## Task instructions
From the entries that follow, list every line in which the string "outcrop" appears.

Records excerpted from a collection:
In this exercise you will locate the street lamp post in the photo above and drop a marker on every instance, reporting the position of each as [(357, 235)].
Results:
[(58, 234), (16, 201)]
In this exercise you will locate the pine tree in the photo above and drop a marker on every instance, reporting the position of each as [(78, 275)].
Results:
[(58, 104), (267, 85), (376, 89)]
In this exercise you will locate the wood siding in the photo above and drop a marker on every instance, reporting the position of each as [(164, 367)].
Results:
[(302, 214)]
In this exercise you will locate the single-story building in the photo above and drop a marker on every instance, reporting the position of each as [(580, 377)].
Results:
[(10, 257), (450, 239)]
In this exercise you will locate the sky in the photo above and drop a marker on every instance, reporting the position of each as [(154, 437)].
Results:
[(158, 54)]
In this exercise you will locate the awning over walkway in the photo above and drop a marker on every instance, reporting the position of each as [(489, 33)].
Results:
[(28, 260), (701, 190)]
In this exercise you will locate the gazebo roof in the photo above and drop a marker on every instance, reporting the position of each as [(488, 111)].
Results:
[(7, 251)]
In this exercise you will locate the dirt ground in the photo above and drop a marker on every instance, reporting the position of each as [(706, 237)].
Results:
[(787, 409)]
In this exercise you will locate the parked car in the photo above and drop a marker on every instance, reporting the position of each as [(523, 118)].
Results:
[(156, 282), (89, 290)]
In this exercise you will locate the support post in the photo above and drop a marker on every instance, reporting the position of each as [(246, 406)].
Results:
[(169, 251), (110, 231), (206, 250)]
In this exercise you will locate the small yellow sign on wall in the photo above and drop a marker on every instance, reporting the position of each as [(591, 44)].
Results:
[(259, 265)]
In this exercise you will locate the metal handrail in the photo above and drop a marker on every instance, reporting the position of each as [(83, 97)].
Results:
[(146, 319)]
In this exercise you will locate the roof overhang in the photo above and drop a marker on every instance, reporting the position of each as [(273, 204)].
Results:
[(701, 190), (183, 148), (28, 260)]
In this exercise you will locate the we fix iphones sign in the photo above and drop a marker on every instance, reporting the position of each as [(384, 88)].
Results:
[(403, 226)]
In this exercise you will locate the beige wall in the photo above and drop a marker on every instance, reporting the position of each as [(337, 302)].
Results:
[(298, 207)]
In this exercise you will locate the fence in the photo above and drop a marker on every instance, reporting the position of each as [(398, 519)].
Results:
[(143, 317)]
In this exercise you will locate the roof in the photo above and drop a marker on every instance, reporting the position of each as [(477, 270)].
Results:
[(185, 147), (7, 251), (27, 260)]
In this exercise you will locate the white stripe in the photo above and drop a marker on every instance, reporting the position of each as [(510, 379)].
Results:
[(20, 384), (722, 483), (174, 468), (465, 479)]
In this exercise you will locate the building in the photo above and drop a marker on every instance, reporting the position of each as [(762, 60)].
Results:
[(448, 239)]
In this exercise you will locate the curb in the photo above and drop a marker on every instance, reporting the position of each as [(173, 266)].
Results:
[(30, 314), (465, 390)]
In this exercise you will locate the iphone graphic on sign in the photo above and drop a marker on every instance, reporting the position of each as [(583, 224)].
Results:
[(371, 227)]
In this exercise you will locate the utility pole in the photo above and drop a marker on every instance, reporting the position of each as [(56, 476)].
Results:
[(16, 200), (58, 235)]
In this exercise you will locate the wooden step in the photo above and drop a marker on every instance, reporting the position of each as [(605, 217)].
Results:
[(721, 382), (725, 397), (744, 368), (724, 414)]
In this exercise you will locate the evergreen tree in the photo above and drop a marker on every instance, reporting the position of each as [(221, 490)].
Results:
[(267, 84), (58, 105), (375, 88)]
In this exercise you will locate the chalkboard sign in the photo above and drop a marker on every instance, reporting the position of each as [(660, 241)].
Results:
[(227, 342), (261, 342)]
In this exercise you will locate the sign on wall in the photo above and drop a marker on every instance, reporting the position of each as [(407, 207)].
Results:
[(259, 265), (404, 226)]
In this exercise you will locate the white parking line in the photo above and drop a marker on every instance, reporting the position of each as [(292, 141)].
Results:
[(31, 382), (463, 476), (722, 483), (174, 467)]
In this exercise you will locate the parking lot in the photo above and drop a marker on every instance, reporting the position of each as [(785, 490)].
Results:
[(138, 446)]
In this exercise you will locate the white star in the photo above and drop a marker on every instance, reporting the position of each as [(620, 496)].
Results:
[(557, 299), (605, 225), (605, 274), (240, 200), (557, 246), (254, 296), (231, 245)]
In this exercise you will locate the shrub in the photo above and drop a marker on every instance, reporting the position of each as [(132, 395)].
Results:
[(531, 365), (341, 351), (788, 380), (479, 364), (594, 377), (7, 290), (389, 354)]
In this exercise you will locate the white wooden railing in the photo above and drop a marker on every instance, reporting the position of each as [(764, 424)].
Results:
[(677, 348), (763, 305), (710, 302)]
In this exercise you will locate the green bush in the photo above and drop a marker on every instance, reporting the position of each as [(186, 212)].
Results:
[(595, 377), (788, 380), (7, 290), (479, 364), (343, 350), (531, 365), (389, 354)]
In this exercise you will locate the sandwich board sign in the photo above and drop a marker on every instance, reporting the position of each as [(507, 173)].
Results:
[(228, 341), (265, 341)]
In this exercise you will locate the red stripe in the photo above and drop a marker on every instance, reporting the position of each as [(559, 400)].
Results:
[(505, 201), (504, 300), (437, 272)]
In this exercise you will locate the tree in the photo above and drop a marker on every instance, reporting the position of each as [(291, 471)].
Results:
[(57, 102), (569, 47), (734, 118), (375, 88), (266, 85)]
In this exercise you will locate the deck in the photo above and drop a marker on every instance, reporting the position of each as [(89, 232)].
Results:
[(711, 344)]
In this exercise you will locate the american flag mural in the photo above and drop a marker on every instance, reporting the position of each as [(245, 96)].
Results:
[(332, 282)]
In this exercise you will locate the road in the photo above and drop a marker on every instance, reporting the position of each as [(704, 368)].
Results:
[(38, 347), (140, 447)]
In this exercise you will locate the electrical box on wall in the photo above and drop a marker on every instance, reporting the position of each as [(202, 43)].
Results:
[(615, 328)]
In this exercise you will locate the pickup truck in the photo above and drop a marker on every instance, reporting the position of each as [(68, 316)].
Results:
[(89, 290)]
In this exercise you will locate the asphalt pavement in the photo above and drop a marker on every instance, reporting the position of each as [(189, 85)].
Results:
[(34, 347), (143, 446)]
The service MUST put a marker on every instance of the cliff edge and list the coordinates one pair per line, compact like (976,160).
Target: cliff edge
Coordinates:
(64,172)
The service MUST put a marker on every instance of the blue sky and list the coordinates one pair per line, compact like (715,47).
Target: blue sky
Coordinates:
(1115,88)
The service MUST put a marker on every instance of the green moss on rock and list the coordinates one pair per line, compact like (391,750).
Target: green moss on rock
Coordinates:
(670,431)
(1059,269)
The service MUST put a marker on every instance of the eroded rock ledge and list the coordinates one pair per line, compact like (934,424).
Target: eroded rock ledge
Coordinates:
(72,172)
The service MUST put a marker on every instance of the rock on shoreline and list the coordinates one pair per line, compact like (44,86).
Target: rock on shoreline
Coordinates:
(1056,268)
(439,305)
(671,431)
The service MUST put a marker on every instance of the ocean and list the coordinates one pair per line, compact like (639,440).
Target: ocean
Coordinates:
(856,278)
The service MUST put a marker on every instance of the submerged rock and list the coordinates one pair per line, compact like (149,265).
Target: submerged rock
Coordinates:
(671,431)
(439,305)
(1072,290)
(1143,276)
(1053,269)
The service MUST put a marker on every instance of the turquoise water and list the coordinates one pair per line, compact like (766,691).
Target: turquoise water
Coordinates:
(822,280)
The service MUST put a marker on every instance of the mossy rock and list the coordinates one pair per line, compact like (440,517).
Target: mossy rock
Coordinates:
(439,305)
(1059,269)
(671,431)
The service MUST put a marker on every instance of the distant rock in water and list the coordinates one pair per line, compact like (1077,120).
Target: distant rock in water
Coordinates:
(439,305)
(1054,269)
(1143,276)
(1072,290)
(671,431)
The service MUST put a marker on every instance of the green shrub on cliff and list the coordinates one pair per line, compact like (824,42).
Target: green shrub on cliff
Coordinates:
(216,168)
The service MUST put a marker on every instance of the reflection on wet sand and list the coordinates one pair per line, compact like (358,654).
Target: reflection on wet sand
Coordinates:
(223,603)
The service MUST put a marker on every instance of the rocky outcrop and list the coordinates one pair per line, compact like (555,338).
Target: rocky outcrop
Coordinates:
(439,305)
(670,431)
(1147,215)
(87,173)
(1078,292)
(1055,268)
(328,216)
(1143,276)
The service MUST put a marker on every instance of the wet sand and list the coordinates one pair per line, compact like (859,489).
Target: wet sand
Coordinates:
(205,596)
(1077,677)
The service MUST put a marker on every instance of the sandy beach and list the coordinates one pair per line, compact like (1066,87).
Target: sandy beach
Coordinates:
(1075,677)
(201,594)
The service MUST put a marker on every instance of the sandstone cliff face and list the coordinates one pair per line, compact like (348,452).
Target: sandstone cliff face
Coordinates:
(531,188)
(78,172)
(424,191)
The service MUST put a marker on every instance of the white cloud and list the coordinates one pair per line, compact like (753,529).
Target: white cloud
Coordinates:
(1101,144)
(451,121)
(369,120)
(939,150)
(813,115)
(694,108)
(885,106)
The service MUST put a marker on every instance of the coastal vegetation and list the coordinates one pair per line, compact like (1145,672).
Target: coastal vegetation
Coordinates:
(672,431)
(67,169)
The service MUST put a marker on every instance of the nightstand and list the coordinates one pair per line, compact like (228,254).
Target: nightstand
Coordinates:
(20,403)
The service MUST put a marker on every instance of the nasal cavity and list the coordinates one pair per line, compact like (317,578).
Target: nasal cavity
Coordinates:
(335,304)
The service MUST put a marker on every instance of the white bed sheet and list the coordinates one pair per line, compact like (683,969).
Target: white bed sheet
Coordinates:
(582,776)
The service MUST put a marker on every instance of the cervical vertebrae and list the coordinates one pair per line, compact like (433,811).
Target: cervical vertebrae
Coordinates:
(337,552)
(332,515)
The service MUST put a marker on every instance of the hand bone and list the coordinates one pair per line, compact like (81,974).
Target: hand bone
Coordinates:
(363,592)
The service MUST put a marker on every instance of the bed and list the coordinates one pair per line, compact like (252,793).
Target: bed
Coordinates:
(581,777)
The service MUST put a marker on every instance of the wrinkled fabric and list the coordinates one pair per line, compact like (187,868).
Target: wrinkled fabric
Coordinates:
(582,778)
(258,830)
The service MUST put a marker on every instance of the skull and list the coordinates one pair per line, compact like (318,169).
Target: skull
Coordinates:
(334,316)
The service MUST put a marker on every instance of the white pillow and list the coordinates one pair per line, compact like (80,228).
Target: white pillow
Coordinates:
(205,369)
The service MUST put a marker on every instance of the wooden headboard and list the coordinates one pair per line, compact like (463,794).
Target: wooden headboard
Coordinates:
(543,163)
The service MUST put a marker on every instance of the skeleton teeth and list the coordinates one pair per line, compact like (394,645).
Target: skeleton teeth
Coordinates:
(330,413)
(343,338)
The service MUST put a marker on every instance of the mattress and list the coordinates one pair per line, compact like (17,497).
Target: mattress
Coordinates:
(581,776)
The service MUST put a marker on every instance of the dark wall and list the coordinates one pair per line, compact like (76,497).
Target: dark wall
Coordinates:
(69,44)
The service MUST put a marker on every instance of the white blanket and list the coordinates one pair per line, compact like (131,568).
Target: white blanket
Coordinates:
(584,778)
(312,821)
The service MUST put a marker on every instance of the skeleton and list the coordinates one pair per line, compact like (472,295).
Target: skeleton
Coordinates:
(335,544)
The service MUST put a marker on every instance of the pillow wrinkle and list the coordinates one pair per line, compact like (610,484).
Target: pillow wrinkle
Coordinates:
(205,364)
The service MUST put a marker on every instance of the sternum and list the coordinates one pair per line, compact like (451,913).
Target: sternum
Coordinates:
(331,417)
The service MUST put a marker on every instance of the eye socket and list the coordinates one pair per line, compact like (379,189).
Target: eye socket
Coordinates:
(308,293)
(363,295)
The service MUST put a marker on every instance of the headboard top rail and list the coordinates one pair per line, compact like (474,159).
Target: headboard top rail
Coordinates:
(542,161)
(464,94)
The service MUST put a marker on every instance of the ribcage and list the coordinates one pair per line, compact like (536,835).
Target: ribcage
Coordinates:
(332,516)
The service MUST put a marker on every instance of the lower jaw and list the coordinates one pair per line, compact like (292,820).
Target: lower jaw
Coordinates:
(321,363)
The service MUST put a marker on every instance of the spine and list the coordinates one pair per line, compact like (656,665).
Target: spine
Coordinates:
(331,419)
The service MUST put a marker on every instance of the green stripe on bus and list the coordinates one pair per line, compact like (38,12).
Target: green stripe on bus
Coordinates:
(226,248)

## Answer to the problem
The service MUST put a marker on every instance of the rocky outcrop and list the coordinates one pair per line, compact like (555,338).
Target: rocky outcrop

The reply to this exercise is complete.